▸ **What to work on**: Your response should be every line from the entries that includes the string "license".

▸ **Available data**:

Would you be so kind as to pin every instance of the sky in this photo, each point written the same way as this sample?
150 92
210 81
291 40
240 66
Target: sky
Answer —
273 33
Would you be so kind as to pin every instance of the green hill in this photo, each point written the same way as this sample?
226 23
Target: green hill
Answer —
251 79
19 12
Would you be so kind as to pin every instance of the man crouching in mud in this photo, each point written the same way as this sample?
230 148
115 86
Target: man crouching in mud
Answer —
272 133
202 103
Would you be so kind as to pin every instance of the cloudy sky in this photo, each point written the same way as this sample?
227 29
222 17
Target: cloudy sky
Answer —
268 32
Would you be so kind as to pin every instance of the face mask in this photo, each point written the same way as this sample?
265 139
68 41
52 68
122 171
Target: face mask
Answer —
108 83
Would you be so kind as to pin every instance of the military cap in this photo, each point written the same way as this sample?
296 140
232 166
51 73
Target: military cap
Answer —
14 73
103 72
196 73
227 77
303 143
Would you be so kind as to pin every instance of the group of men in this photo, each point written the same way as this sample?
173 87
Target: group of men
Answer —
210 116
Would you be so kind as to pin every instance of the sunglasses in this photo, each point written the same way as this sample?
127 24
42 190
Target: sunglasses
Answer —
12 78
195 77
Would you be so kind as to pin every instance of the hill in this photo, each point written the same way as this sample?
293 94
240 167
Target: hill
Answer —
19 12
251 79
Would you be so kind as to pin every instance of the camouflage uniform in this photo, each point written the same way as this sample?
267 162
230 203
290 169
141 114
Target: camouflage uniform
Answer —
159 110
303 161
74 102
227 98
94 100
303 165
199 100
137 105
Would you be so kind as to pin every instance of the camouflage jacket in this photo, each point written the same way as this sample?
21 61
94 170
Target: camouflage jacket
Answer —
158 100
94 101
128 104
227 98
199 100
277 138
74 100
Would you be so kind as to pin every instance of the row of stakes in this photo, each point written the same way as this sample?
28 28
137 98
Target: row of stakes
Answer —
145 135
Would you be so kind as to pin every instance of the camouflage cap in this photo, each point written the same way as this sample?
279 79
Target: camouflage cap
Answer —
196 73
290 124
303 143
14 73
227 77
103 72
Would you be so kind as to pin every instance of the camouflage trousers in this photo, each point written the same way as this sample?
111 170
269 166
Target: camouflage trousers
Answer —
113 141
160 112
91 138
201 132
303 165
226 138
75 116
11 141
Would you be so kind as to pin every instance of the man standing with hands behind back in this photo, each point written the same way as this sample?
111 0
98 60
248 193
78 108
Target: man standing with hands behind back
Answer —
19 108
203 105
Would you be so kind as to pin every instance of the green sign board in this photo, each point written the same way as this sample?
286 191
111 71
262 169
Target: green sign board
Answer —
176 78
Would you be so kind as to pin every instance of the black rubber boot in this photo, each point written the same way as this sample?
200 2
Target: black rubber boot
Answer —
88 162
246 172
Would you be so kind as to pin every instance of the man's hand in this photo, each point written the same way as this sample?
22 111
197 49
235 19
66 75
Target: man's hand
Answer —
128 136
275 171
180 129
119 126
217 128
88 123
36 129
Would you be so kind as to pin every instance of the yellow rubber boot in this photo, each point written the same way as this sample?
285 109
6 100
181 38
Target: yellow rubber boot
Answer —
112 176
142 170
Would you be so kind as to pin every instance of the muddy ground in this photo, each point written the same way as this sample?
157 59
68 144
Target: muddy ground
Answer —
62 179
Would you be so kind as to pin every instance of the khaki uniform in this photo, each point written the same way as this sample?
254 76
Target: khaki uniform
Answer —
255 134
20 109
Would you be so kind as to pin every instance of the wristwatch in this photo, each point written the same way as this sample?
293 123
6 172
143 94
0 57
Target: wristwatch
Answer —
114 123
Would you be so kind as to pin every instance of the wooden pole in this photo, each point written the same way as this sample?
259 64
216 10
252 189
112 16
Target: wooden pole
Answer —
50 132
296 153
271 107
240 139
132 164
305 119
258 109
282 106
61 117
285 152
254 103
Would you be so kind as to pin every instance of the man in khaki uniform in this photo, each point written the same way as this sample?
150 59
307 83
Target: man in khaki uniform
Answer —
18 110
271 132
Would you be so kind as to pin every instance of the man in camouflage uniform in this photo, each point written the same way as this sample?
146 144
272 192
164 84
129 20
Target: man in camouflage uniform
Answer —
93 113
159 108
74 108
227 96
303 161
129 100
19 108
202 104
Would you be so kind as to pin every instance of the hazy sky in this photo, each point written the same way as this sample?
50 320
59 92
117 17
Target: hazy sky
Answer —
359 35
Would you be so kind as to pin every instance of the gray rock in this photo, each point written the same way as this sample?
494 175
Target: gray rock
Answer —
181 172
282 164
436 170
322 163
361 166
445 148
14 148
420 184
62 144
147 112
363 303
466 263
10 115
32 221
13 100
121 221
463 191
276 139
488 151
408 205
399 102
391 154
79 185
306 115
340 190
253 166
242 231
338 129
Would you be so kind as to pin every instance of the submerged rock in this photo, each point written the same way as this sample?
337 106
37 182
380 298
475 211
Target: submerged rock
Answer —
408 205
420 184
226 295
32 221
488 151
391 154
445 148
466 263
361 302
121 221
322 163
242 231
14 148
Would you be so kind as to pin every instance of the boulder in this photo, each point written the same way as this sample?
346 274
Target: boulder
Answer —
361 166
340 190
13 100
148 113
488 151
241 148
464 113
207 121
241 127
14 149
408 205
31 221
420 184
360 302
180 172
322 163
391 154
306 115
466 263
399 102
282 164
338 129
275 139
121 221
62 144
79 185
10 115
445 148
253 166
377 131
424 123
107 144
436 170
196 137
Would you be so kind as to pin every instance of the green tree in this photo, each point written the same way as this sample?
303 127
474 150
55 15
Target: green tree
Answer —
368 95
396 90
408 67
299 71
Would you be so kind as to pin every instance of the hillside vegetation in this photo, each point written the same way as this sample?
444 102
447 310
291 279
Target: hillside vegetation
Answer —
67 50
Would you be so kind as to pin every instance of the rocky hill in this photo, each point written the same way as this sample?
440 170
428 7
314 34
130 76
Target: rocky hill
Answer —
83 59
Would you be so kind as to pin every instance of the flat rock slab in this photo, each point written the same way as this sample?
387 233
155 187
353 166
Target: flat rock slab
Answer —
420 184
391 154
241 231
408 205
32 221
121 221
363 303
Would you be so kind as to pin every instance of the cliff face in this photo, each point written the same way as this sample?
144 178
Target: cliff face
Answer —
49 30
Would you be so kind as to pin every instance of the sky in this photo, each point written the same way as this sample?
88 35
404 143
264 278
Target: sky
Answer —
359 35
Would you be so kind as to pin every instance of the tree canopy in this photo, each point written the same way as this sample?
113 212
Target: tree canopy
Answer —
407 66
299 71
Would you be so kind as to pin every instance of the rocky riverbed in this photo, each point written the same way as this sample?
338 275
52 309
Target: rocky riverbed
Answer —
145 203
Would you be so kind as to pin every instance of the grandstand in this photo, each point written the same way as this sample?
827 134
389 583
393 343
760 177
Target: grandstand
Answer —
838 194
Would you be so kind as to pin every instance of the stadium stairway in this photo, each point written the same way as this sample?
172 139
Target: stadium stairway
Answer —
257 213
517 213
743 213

* * *

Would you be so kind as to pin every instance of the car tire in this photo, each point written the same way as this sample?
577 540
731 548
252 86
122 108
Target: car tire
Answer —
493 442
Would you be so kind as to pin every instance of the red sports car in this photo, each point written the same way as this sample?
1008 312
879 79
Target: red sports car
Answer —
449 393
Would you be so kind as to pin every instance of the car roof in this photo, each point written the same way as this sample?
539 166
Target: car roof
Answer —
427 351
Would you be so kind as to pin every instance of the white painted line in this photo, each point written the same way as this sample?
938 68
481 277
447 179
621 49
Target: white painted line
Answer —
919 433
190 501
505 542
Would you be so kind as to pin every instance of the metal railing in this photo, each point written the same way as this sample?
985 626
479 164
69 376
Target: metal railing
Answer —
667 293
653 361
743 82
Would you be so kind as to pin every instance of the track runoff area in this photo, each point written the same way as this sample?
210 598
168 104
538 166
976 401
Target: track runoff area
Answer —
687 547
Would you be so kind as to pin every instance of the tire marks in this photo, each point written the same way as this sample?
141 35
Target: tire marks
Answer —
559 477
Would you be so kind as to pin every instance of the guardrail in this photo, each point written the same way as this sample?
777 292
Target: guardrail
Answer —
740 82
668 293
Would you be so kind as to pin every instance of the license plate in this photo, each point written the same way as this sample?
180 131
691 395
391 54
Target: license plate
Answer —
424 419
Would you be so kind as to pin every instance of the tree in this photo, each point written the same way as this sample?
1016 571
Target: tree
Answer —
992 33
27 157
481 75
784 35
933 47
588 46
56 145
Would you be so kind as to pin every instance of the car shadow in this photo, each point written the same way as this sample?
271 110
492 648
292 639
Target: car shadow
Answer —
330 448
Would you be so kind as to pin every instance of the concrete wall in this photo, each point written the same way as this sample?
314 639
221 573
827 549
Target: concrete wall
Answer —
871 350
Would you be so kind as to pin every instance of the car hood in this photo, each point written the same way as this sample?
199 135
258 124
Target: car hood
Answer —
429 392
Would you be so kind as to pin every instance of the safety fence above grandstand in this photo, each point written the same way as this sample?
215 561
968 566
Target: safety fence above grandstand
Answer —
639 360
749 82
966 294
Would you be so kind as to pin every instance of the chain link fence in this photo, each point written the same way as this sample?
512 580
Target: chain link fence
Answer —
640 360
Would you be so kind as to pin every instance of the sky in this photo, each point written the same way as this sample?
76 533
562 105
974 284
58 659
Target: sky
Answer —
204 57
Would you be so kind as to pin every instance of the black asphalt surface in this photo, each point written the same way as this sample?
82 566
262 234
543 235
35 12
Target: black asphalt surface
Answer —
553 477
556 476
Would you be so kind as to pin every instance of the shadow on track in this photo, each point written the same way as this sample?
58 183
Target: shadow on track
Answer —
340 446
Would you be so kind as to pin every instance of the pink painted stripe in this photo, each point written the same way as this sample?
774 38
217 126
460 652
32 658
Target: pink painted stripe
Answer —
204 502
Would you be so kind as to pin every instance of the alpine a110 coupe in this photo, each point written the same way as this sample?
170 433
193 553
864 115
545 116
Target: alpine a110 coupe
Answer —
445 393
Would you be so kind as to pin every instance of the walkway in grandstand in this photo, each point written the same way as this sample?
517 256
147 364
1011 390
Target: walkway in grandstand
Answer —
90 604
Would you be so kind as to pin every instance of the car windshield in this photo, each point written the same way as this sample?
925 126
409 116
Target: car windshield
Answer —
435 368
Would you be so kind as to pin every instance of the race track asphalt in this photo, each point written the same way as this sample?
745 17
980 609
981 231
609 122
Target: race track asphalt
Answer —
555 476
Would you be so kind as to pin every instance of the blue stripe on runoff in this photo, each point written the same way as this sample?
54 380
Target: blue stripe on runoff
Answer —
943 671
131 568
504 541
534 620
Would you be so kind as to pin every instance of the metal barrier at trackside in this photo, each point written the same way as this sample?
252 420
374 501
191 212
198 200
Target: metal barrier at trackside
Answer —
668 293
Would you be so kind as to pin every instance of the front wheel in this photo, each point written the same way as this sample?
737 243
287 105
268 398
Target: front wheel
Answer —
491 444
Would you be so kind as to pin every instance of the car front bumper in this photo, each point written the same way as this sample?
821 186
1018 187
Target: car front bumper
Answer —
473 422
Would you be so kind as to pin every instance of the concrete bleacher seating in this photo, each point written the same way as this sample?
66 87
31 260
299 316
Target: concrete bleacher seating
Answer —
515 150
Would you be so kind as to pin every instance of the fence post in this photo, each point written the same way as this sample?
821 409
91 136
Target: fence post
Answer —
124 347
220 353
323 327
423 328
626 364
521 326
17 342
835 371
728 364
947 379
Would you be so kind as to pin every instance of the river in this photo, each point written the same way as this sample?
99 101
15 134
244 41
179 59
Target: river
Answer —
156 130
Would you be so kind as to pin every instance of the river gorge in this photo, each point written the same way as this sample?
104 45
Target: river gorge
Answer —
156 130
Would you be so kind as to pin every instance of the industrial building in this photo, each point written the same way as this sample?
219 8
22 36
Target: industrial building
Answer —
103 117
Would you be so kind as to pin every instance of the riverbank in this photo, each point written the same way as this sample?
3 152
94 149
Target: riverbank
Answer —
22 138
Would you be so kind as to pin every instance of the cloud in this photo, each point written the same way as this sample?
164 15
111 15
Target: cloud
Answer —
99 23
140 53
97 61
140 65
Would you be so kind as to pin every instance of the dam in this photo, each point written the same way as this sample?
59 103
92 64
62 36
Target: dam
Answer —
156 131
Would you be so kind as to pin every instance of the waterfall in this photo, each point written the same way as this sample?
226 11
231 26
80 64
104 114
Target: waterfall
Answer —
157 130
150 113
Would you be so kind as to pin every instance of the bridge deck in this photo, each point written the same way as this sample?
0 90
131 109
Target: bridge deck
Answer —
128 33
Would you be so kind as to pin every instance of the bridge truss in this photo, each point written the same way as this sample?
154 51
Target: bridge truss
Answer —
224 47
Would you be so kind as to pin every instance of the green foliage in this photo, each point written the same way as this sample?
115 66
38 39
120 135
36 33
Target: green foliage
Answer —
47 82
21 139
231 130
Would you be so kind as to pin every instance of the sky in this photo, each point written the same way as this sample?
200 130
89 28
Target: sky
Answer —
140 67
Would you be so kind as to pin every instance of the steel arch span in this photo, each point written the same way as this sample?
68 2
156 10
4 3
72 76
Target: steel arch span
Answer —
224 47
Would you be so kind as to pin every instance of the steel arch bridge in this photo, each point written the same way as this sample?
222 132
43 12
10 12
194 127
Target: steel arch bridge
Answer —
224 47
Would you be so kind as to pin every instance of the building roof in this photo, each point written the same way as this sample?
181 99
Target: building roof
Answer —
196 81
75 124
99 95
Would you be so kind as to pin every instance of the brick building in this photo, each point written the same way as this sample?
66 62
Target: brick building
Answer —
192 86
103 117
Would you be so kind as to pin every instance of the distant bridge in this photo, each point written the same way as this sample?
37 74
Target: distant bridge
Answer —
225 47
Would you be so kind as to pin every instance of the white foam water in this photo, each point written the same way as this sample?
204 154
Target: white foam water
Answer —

▸ **Answer for this exercise**:
Would you be so kind as to pin every instance of the license plate in this photo, each point written the same way as this sample?
Target: license plate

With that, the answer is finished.